- [Required action]: From the entries that follow, copy each line containing the word "water".

- [Records to use]:
[Start of Attachment]
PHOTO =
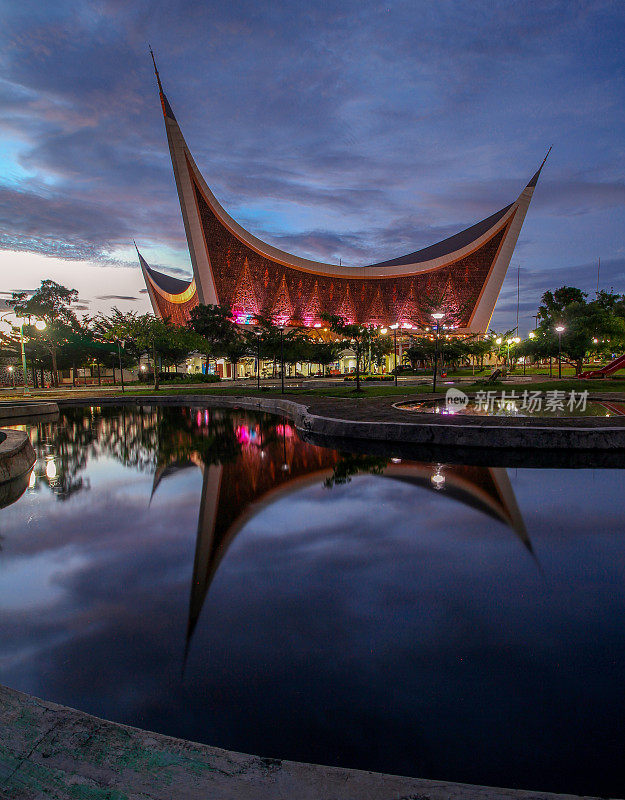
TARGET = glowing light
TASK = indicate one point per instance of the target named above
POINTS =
(438, 479)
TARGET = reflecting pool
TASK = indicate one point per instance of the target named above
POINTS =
(209, 575)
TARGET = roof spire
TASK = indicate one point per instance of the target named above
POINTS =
(167, 112)
(534, 180)
(158, 78)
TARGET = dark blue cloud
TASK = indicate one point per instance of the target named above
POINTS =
(347, 130)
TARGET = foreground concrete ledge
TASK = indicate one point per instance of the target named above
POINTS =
(16, 455)
(15, 410)
(332, 418)
(51, 751)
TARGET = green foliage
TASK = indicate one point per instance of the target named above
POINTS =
(590, 327)
(351, 464)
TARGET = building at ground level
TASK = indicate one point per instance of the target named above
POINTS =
(460, 276)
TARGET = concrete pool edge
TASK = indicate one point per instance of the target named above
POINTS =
(321, 420)
(49, 750)
(17, 455)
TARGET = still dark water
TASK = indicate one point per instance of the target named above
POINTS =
(208, 575)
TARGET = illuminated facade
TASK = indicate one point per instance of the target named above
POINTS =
(461, 275)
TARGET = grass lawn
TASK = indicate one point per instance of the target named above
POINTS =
(345, 390)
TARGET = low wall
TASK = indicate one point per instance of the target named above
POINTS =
(47, 750)
(16, 455)
(582, 433)
(14, 411)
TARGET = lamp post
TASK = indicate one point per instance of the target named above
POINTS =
(282, 356)
(437, 316)
(19, 323)
(258, 335)
(394, 329)
(121, 344)
(560, 329)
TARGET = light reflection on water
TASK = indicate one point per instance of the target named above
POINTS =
(209, 575)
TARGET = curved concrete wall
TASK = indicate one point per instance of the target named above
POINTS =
(16, 455)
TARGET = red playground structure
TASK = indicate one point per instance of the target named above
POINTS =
(613, 366)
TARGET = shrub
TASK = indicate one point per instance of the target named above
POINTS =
(179, 377)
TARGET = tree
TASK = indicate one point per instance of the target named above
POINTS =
(587, 325)
(356, 335)
(216, 327)
(52, 303)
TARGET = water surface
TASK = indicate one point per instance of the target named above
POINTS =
(208, 575)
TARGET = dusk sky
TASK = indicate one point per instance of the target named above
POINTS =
(341, 130)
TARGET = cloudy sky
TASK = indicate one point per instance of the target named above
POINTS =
(346, 129)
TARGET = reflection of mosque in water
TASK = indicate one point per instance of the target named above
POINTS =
(248, 460)
(273, 462)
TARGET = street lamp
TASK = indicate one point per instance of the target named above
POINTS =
(258, 334)
(20, 322)
(437, 316)
(560, 329)
(121, 344)
(394, 329)
(282, 356)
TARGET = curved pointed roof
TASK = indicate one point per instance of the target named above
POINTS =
(471, 263)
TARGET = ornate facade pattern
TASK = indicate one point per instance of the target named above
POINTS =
(460, 276)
[End of Attachment]
- [Answer area]:
TARGET = still dark water
TARGET = light reflection on water
TARGET = water surface
TARGET = reflection of mosque in water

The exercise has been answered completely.